START PROVIDED RECORDS
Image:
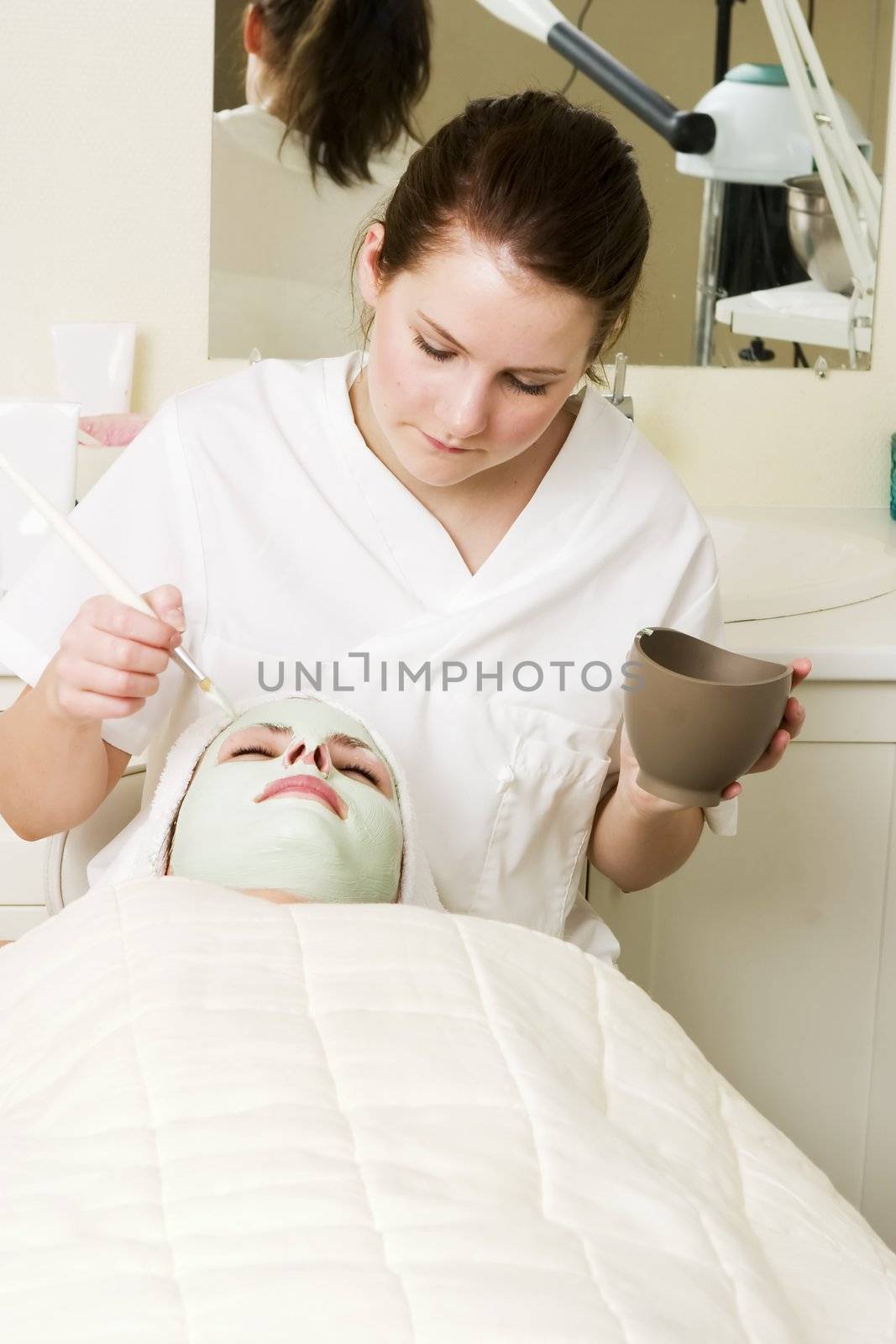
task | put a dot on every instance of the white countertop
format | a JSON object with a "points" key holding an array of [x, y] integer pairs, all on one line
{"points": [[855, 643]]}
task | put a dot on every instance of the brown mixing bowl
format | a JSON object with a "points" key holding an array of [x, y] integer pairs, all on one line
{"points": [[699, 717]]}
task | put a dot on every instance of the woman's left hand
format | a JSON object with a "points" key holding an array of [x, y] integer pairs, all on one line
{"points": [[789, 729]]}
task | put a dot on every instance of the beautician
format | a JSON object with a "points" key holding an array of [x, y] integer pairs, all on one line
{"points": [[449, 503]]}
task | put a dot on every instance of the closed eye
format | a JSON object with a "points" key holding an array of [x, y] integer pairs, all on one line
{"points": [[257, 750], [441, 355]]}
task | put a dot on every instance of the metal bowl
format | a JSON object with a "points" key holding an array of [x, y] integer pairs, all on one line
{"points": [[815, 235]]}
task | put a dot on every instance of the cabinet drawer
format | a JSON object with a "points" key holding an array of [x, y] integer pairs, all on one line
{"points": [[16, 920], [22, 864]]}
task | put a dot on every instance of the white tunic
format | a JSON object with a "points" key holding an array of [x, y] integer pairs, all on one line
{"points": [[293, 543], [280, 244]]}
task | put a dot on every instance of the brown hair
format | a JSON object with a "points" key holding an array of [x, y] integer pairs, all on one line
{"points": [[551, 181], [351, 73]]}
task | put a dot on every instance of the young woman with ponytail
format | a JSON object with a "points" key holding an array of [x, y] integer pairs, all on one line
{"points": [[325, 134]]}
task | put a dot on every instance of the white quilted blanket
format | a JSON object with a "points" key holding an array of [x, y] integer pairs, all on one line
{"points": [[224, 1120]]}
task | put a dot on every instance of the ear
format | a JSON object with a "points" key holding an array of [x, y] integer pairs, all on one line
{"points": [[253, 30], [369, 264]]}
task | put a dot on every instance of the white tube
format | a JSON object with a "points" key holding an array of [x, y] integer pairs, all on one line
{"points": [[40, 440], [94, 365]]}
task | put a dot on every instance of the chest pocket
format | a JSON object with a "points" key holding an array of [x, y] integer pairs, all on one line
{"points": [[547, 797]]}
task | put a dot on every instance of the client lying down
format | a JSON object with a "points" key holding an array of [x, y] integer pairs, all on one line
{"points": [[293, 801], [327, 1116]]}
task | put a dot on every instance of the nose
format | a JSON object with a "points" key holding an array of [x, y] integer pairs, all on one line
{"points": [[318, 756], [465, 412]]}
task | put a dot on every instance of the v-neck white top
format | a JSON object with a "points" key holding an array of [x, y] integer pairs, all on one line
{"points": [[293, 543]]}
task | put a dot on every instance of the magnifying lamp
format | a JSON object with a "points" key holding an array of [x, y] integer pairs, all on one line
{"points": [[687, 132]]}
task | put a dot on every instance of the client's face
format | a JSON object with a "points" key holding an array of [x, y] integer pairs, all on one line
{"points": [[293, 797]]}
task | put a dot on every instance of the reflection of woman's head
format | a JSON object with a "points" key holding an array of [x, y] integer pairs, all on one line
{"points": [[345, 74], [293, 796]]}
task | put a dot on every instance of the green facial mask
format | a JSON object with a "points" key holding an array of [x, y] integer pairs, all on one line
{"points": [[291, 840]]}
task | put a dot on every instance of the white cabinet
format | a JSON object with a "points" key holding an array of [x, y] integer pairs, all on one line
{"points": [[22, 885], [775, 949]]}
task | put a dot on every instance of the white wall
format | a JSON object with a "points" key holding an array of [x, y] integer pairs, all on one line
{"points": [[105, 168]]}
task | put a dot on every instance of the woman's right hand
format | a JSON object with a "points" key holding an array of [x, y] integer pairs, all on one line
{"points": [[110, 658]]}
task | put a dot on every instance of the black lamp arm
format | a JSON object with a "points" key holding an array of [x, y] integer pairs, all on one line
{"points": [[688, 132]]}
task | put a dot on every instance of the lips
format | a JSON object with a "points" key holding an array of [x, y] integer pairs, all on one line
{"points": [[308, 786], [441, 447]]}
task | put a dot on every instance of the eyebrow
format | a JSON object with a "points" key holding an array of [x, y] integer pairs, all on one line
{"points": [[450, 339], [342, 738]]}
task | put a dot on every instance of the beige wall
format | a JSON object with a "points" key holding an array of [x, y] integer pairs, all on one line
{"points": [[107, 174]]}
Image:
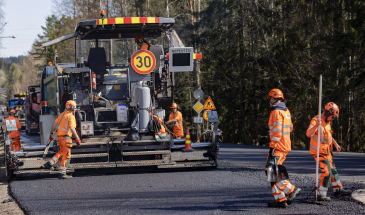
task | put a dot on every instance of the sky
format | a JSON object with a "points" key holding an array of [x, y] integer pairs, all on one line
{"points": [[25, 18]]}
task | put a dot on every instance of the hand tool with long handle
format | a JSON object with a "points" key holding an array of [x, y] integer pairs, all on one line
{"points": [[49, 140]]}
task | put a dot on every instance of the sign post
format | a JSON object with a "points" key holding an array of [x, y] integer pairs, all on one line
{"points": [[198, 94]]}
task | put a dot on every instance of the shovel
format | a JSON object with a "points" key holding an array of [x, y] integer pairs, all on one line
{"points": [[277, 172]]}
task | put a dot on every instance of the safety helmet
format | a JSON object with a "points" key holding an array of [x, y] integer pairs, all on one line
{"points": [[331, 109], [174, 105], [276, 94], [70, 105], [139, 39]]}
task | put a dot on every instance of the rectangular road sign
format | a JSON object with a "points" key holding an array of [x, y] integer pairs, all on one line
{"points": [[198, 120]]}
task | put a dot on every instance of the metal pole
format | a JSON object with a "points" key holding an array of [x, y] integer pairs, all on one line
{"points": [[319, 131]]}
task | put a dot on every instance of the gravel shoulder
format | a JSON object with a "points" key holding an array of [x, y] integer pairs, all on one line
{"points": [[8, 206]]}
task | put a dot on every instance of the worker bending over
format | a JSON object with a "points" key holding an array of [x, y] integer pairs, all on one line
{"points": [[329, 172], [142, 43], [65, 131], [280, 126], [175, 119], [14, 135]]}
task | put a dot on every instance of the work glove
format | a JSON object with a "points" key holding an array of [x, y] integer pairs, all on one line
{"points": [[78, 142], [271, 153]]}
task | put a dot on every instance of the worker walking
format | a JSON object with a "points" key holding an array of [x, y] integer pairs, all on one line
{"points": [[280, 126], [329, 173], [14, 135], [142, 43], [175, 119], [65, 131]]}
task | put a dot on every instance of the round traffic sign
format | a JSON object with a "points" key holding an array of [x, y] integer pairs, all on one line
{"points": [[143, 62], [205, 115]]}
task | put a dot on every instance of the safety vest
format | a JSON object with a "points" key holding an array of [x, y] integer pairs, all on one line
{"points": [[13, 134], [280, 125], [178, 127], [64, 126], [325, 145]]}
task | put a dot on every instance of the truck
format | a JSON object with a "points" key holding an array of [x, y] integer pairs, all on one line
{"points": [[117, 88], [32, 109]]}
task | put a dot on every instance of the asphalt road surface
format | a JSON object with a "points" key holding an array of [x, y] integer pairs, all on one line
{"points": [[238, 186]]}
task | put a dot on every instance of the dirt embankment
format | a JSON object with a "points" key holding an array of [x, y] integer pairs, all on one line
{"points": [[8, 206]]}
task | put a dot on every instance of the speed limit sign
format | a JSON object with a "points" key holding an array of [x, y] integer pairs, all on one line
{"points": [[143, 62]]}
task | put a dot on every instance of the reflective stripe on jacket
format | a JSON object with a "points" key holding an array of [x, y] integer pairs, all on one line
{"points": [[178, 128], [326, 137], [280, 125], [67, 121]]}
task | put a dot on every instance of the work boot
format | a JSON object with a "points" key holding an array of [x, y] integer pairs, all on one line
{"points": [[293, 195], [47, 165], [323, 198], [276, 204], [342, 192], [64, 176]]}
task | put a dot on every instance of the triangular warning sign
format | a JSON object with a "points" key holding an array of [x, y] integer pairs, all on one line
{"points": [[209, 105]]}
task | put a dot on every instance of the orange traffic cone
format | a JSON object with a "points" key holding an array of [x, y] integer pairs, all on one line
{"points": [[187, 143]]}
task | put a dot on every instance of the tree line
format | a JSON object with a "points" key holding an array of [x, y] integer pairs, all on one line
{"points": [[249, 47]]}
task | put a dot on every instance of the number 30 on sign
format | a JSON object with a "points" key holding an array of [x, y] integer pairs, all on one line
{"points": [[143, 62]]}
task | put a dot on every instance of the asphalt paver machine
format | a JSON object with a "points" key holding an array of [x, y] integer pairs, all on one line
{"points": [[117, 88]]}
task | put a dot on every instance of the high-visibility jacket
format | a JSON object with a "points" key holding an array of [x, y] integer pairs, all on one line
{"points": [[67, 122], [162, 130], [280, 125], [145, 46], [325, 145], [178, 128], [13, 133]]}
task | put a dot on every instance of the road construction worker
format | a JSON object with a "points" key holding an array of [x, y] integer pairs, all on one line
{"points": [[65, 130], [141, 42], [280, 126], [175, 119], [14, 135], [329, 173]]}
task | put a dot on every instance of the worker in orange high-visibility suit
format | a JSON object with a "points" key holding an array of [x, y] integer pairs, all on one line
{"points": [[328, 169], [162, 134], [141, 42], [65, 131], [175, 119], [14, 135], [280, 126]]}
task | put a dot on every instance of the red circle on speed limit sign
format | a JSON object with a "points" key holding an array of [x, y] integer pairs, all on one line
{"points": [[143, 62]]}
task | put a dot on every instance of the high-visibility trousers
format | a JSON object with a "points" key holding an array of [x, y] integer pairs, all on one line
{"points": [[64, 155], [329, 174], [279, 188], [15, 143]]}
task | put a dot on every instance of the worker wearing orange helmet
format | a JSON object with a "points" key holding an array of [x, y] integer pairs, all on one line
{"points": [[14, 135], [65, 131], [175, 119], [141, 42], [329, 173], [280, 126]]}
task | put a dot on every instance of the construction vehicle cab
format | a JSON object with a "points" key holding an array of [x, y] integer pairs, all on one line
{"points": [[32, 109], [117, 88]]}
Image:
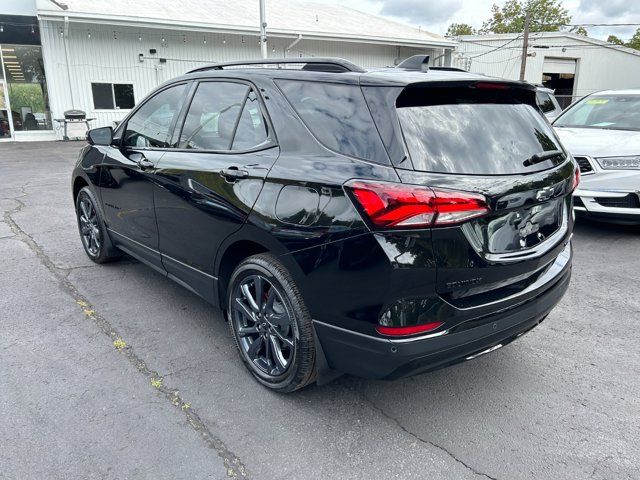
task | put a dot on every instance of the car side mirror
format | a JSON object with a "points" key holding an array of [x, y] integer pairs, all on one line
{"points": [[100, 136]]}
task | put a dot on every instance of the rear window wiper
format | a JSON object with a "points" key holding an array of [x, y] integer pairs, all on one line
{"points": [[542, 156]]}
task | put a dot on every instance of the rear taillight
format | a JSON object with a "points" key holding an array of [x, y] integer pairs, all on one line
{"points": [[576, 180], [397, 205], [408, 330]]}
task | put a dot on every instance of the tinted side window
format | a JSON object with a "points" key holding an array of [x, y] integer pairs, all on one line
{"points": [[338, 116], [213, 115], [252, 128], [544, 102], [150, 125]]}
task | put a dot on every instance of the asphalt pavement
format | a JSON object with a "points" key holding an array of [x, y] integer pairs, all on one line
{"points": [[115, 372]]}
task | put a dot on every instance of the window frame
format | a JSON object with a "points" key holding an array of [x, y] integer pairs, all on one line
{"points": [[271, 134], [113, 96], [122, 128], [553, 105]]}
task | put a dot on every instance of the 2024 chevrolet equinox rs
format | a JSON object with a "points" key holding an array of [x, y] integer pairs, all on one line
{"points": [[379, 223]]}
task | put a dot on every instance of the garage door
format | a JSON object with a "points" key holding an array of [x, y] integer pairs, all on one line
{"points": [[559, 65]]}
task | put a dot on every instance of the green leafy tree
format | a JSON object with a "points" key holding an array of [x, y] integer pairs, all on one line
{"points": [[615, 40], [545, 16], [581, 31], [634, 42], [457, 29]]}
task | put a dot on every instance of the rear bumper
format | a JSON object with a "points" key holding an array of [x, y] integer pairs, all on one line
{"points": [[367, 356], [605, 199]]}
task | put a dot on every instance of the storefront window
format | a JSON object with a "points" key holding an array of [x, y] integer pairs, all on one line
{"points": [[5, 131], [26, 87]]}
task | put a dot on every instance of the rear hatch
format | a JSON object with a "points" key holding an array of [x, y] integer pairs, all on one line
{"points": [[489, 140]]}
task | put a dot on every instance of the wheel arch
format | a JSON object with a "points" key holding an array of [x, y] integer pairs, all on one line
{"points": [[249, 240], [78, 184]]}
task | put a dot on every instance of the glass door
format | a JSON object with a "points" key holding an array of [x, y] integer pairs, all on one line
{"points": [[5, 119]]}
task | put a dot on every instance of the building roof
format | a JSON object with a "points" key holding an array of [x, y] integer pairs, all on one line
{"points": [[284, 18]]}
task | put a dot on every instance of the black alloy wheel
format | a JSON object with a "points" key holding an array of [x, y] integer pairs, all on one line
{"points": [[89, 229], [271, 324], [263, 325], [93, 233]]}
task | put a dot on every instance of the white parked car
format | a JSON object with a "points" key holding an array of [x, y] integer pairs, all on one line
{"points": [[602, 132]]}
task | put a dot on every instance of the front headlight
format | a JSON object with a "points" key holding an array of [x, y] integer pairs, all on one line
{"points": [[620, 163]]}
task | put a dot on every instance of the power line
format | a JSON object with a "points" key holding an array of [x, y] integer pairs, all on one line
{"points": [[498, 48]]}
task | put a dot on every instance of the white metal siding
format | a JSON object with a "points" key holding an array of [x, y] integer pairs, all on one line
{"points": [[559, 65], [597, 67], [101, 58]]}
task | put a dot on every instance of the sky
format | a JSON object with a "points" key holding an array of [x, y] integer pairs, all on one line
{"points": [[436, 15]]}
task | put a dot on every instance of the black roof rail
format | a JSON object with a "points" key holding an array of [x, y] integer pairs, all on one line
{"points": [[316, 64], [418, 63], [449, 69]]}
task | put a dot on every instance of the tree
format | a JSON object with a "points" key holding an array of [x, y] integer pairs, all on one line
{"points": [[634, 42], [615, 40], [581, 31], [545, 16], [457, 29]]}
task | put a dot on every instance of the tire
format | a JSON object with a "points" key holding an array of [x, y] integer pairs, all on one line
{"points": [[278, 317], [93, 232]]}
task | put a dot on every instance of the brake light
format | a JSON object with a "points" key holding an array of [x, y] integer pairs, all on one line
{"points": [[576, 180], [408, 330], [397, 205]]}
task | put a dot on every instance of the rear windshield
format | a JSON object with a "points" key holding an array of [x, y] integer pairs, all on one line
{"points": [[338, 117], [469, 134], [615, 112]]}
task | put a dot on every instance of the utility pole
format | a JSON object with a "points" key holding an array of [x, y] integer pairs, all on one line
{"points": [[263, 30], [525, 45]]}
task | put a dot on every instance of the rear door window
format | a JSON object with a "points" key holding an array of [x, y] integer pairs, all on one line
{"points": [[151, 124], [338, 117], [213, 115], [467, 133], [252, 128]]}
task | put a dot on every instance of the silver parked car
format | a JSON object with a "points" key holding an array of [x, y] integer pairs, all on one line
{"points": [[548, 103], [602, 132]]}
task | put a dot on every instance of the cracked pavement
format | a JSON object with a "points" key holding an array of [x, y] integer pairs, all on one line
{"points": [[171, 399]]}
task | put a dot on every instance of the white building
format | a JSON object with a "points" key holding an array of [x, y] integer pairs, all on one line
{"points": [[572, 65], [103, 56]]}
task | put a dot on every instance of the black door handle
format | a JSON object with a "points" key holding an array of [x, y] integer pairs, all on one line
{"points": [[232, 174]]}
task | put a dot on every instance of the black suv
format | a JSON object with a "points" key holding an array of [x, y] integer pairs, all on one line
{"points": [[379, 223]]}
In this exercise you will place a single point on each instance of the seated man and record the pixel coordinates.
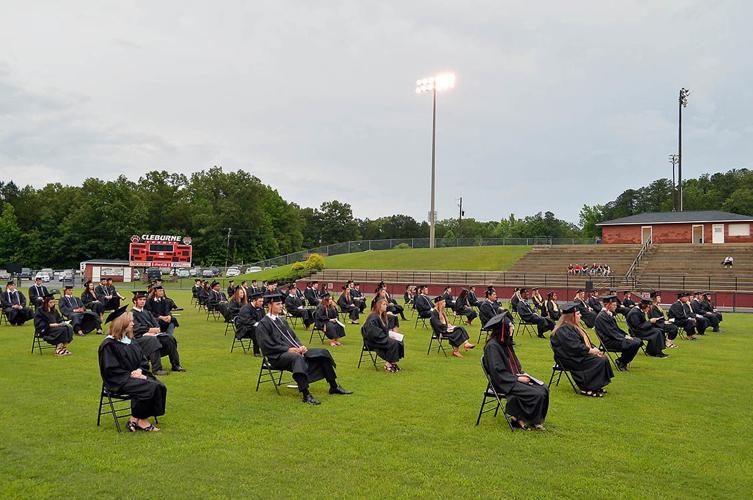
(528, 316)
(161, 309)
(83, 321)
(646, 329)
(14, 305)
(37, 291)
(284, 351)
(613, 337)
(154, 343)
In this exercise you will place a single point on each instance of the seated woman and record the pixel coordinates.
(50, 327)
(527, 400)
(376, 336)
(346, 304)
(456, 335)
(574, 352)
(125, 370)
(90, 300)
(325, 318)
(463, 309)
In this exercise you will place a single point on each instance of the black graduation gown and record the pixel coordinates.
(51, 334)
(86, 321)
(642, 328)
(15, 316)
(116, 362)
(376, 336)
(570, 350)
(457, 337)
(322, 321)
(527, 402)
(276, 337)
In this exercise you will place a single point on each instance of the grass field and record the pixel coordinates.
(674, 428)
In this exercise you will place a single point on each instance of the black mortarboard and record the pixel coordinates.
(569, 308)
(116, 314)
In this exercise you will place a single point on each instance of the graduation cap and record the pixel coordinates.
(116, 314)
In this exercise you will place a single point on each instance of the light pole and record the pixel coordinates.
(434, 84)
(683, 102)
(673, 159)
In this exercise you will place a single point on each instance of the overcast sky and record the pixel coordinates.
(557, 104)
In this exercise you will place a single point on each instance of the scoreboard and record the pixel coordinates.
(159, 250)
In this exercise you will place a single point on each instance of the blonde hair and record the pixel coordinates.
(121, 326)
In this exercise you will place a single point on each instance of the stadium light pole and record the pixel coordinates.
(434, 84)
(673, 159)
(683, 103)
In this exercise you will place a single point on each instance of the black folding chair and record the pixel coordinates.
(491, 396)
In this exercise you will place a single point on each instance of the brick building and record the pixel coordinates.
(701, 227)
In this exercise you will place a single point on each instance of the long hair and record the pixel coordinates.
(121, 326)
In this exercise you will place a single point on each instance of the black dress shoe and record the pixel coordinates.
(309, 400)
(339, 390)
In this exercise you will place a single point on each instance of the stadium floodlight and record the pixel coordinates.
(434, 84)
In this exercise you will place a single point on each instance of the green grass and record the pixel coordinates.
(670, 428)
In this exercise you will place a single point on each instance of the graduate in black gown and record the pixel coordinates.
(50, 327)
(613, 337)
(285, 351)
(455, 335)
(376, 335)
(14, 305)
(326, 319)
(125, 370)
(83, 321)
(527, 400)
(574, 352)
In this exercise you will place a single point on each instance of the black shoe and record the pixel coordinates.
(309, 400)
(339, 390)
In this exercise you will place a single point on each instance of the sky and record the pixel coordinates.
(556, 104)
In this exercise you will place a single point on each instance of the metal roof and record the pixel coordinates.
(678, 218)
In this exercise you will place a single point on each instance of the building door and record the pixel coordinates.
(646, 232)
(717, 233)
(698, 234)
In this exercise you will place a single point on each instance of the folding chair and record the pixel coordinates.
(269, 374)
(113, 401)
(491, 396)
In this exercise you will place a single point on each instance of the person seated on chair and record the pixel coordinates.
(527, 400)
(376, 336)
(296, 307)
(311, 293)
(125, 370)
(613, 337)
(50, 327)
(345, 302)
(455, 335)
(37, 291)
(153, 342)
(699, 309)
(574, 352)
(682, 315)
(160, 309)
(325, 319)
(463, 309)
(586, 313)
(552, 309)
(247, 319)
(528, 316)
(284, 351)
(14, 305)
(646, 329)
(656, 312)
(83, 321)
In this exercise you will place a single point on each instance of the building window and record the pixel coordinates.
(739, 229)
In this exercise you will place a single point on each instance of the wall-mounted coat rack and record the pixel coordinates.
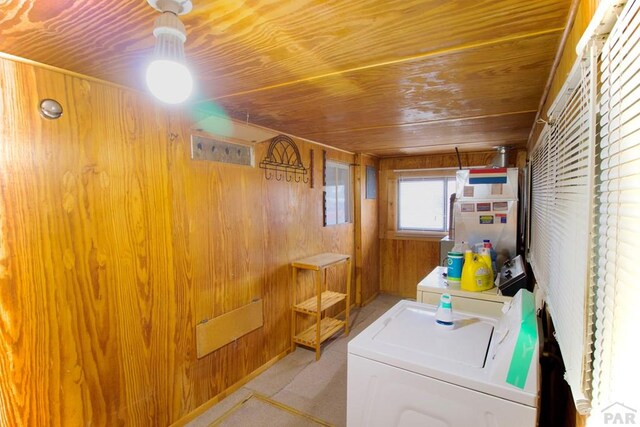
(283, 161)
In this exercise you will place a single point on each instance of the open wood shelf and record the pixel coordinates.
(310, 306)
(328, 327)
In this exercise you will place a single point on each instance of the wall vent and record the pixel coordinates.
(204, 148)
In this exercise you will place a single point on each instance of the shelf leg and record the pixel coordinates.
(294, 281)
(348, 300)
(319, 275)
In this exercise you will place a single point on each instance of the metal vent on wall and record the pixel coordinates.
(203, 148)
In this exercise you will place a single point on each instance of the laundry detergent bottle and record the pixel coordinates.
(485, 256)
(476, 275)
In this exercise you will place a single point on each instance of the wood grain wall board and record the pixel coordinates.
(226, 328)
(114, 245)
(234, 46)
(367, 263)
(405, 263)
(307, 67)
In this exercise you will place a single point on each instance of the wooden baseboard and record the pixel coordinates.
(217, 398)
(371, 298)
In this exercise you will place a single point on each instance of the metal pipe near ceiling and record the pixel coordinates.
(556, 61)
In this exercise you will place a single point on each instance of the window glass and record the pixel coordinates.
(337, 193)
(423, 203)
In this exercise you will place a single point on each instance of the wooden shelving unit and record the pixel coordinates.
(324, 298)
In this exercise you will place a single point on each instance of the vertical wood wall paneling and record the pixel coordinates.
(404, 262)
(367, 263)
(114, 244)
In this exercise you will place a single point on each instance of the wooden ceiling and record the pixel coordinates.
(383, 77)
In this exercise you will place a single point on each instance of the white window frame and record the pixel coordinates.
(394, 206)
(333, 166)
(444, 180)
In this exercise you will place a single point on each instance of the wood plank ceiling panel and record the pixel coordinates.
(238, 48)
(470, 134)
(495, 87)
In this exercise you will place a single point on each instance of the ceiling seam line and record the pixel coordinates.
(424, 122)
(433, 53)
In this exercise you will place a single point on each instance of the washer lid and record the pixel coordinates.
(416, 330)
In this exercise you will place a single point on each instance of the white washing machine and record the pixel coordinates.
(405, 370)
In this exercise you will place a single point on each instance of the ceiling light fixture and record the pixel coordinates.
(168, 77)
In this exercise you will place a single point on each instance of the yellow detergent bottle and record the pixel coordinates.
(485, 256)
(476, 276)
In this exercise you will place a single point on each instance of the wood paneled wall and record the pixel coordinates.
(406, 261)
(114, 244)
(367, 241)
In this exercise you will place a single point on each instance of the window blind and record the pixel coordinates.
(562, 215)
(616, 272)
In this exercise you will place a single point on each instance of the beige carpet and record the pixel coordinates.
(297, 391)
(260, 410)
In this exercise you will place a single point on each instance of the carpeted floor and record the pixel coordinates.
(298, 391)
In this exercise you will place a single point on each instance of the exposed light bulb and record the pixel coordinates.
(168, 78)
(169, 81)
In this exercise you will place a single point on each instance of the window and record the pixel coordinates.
END PROVIDED RECORDS
*EXERCISE REQUIREMENTS*: All of the lines above that carry the string "limit" need to be found and copied.

*OUTPUT OF THE EXERCISE*:
task | put a dot on every instance of the speed limit sign
task | put a dot on every instance of the red circle on speed limit sign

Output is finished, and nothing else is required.